──────── TASK DATA ────────

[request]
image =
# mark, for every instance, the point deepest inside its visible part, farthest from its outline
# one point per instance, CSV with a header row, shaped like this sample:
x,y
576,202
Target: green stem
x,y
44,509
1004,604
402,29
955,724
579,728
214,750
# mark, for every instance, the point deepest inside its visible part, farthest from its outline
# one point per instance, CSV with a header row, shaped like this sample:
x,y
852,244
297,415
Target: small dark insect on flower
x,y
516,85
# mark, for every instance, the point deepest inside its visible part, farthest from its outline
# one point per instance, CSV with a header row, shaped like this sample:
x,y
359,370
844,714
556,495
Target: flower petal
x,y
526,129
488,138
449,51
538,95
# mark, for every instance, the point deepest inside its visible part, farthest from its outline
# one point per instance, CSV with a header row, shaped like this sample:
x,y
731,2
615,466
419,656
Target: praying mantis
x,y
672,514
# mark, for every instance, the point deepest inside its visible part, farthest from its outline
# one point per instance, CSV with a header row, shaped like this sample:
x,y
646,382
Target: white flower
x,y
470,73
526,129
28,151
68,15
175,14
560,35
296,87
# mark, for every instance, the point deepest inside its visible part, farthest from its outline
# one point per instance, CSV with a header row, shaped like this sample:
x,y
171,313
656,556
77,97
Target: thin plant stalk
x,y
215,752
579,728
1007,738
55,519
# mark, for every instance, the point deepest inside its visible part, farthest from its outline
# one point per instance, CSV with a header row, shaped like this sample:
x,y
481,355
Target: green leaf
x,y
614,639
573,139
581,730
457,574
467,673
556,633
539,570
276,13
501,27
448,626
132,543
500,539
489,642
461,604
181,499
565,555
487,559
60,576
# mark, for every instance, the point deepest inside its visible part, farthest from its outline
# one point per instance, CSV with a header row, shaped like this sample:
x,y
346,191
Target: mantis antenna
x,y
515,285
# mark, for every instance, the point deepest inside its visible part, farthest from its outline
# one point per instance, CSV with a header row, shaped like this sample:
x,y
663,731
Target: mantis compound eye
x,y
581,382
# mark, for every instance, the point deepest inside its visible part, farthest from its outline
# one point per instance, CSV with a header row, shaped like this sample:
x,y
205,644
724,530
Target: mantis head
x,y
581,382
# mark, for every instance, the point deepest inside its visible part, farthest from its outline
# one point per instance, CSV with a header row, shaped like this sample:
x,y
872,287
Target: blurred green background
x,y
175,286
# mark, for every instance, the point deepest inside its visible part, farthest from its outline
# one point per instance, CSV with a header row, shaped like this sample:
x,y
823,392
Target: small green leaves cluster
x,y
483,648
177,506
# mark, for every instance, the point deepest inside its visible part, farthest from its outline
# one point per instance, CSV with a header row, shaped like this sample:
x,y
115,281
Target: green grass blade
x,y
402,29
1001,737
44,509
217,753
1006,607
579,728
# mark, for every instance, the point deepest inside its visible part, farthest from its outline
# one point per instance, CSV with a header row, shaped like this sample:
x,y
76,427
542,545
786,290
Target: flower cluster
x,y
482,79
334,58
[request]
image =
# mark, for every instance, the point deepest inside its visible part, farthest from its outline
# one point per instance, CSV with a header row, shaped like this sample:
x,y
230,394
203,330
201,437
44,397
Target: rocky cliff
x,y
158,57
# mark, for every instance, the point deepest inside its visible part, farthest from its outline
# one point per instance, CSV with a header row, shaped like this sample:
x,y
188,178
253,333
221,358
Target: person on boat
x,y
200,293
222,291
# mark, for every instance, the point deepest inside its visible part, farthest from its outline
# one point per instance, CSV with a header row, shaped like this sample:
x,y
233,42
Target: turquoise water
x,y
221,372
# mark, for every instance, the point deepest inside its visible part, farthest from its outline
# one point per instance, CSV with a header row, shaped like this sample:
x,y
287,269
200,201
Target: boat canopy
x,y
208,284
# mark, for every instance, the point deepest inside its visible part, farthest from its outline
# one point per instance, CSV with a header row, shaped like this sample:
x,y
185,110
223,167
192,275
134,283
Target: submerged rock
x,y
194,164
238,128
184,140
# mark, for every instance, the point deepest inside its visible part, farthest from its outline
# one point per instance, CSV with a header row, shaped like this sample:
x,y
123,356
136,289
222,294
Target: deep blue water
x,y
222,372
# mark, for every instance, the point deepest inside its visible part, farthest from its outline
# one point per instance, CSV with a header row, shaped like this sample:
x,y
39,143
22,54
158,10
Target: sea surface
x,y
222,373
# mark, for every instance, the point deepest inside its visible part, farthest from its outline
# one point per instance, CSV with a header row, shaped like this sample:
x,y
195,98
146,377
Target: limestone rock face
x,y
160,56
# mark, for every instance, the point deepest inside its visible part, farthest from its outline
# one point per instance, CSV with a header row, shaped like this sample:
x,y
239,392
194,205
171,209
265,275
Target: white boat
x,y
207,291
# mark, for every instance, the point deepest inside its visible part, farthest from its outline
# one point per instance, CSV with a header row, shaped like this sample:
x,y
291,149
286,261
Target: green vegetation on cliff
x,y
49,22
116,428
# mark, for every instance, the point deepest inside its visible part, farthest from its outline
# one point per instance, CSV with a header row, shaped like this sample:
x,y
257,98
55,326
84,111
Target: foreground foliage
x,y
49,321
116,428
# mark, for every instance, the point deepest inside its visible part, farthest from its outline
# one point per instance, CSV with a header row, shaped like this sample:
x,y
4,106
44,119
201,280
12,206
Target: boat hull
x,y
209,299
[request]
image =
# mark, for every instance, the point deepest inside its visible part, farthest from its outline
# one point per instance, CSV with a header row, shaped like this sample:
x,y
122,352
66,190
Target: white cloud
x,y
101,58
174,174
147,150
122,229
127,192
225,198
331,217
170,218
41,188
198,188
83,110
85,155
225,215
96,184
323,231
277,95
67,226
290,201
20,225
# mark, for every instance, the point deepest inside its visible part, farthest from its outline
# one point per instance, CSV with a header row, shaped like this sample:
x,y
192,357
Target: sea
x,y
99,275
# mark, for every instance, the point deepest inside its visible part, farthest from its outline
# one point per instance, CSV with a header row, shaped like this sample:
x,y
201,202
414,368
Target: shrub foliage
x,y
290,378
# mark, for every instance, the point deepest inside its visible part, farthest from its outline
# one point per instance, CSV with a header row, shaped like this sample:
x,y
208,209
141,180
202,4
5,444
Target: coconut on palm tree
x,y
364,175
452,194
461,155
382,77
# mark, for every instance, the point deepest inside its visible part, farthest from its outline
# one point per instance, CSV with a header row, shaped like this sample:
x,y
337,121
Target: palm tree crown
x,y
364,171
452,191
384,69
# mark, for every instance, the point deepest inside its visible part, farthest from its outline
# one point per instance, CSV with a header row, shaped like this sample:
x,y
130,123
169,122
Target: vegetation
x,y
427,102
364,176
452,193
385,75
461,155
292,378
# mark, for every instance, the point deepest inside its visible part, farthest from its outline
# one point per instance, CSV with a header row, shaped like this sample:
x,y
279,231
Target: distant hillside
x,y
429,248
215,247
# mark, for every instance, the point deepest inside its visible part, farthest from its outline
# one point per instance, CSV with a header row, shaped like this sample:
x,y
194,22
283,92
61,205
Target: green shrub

────────

Write out every entry again exactly, please, with nothing missing.

[request]
image =
# mark, for every instance, the point deepest inside its visible part, farthest from its outline
# one point per instance, CSV with a header row, shaped like this sample:
x,y
576,202
Target: green stem
x,y
44,509
1004,604
402,29
955,724
579,728
214,750
# mark, for every instance, the point deepest inside its visible part, farthest from its outline
# one point per instance, CSV with a header row, shaped like this sample:
x,y
852,244
297,415
Target: small dark insect on flower
x,y
516,85
# mark, for every instance, the point deepest inside its visible part, farthest from its outline
# one point per instance, CSV with a header row, shaped like this sample:
x,y
359,370
844,714
556,495
Target: flower petal
x,y
526,129
488,138
449,51
538,95
# mark, for every instance, the point deepest inside its visible part, farthest from its outline
# one point per instance, CSV with a header row, shaped like this sample:
x,y
731,2
615,466
419,656
Target: praying mantis
x,y
672,514
# mark, for every instance, the point deepest inside its visible part, farthest from its outline
# one point per instance, CSV with a header row, shaped like this sample:
x,y
646,382
Target: white flower
x,y
470,73
526,129
28,151
68,15
175,14
560,35
296,87
# mark, for every instance, the point deepest inside its visible part, farthest from its outline
# one point per instance, CSV with a header row, shaped like this sample:
x,y
171,313
656,556
77,97
Target: thin plant stalk
x,y
215,752
579,728
1007,738
55,519
# mark, for every instance, the point deepest inside its visible part, farthest from its outline
# one point per instance, CSV with a header row, shaped like this sample:
x,y
481,355
Target: green leaf
x,y
614,639
573,139
581,730
457,574
467,673
556,633
539,570
276,13
501,27
448,626
132,543
500,539
489,642
461,604
181,499
565,555
487,559
60,576
# mark, for every instance, the point deepest inside its visible part, farthest from its outline
# one point per instance, CSV with a header row, shaped like this sample:
x,y
346,191
Target: mantis antenna
x,y
515,285
# mark, for every instance, the point deepest inside its visible part, farthest from its outline
# one point per instance, CSV with a header row, shaped like this sample:
x,y
663,731
Target: mantis compound eye
x,y
581,382
# mark, for every instance, the point deepest inside its visible part, farthest from its outline
# one point per instance, CSV with a header row, shaped like this sample:
x,y
205,644
724,530
Target: mantis head
x,y
581,382
# mark, for every instance, the point deepest inside its visible part, farthest from its outline
# one point per instance, CSV with a header row, shaped like this sample:
x,y
872,287
Target: blurred green background
x,y
175,286
# mark, for every instance, the point deepest inside its visible part, farthest from its outline
# one point per instance, CSV with a header row, shaped like this sample:
x,y
823,392
Target: small green leaves cluster
x,y
483,648
177,506
# mark, for every instance, the point deepest inside its visible part, farthest from its outline
# one point per instance, CSV with a header row, shaped like this sample:
x,y
115,281
Target: green grass blade
x,y
402,29
1001,737
44,509
217,753
1006,607
579,728
# mark, for every instance, the point deepest inside its visible part, farthest from its outline
# one point per instance, CSV with a header row, shaped like this sample:
x,y
76,427
542,545
786,290
Target: flower cluster
x,y
482,79
334,58
[request]
image =
# mark, for every instance, the point deepest inside its visible part, farthest from its outline
# one point per instance, CSV with a header row, shaped like this sample:
x,y
230,394
203,330
201,437
44,397
Target: rocky cliff
x,y
158,57
# mark, for every instance, the point deepest inside its visible part, farthest from its outline
# one point per instance, CSV with a header row, shaped like this sample:
x,y
188,178
253,333
221,358
Target: person on boat
x,y
200,293
222,291
# mark, for every instance, the point deepest inside its visible part, farthest from its outline
# one point per instance, CSV with a header row, shaped like this sample:
x,y
233,42
Target: turquoise water
x,y
221,372
# mark, for every instance, the point deepest inside its visible part, farthest from its outline
# one point per instance, CSV with a header row, shaped like this sample:
x,y
287,269
200,201
Target: boat canopy
x,y
208,284
# mark, for every instance, the point deepest inside its visible part, farthest from its outline
# one point per instance, CSV with a header row, shaped like this sample:
x,y
185,110
223,167
192,275
134,283
Target: submerged rock
x,y
194,164
238,128
184,140
# mark, for every instance, the point deepest inside its visible part, farthest from its outline
# one point per instance, CSV with a header row, shaped like this sample:
x,y
123,356
136,289
222,294
Target: deep blue water
x,y
222,372
# mark, for every instance, the point deepest inside its visible part, farthest from its outline
# one point per instance, CSV with a header row, shaped like this sample:
x,y
39,143
22,54
158,10
Target: sea surface
x,y
222,373
# mark, for every instance, the point deepest inside its visible part, farthest from its outline
# one point per instance, CSV with a header row, shaped like this sample:
x,y
195,98
146,377
Target: limestone rock face
x,y
160,56
# mark, for every instance, the point deepest inside its visible part, farthest from its outline
# one point per instance, CSV with a header row, shaped like this sample:
x,y
239,392
194,205
171,209
265,275
Target: white boat
x,y
207,291
# mark, for every instance, the point deepest inside its visible part, farthest from its outline
# one point per instance, CSV with a header row, shaped like this sample:
x,y
291,149
286,261
Target: green vegetation on cliff
x,y
49,22
116,428
# mark, for every instance, the point deepest inside its visible part, farthest from its outline
# one point per instance, CSV with a header row, shaped like this sample:
x,y
257,98
55,326
84,111
Target: foreground foliage
x,y
49,321
116,428
# mark, for every instance, the point deepest inside its visible part, farthest from its outline
# one point per instance, CSV with a header row, shaped like this sample:
x,y
4,106
44,119
201,280
12,206
Target: boat hull
x,y
209,299
[request]
image =
# mark, for every instance, the point deepest inside its visible part, farthest from its outline
# one point per instance, CSV with a header row, shaped like this sample:
x,y
122,352
66,190
Target: white cloud
x,y
101,58
174,174
147,150
122,229
127,192
225,198
331,217
170,218
41,188
198,188
83,110
85,155
225,215
96,184
323,231
277,95
67,226
290,201
20,225
# mark, for every instance, the point deepest inside its visible part, farthest from its outline
# one point per instance, CSV with a header row, shaped like this sample:
x,y
192,357
Target: sea
x,y
99,275
# mark, for every instance, the point deepest inside its visible part, farthest from its outline
# one point per instance, CSV with a header row, shaped like this sample:
x,y
201,202
414,368
Target: shrub foliage
x,y
290,378
# mark, for every instance, the point deepest inside its visible part, farthest from its outline
# one point per instance, CSV with a header row, shaped like this sample:
x,y
208,209
141,180
202,4
5,444
Target: coconut on palm tree
x,y
364,175
452,194
461,155
382,77
# mark, for every instance, the point deepest inside its visible part, farthest from its outline
# one point per instance, CSV with a header row, shaped like this sample:
x,y
337,121
Target: palm tree crown
x,y
364,171
452,191
384,69
# mark, for every instance, the point deepest inside its visible part, farthest from its outline
# one point per instance, CSV with a header row, shaped like this sample:
x,y
130,123
169,122
Target: vegetation
x,y
427,102
364,176
452,193
385,75
461,155
292,378
# mark, for every instance, the point deepest inside its visible part, farthest from its outline
# one point per instance, CSV with a header row, shaped like this sample:
x,y
279,231
Target: distant hillside
x,y
429,248
215,247
# mark, for every instance, the point deepest inside its visible part, farthest from its outline
# one point per instance, CSV with a header row, shaped like this sample:
x,y
194,22
283,92
61,205
Target: green shrub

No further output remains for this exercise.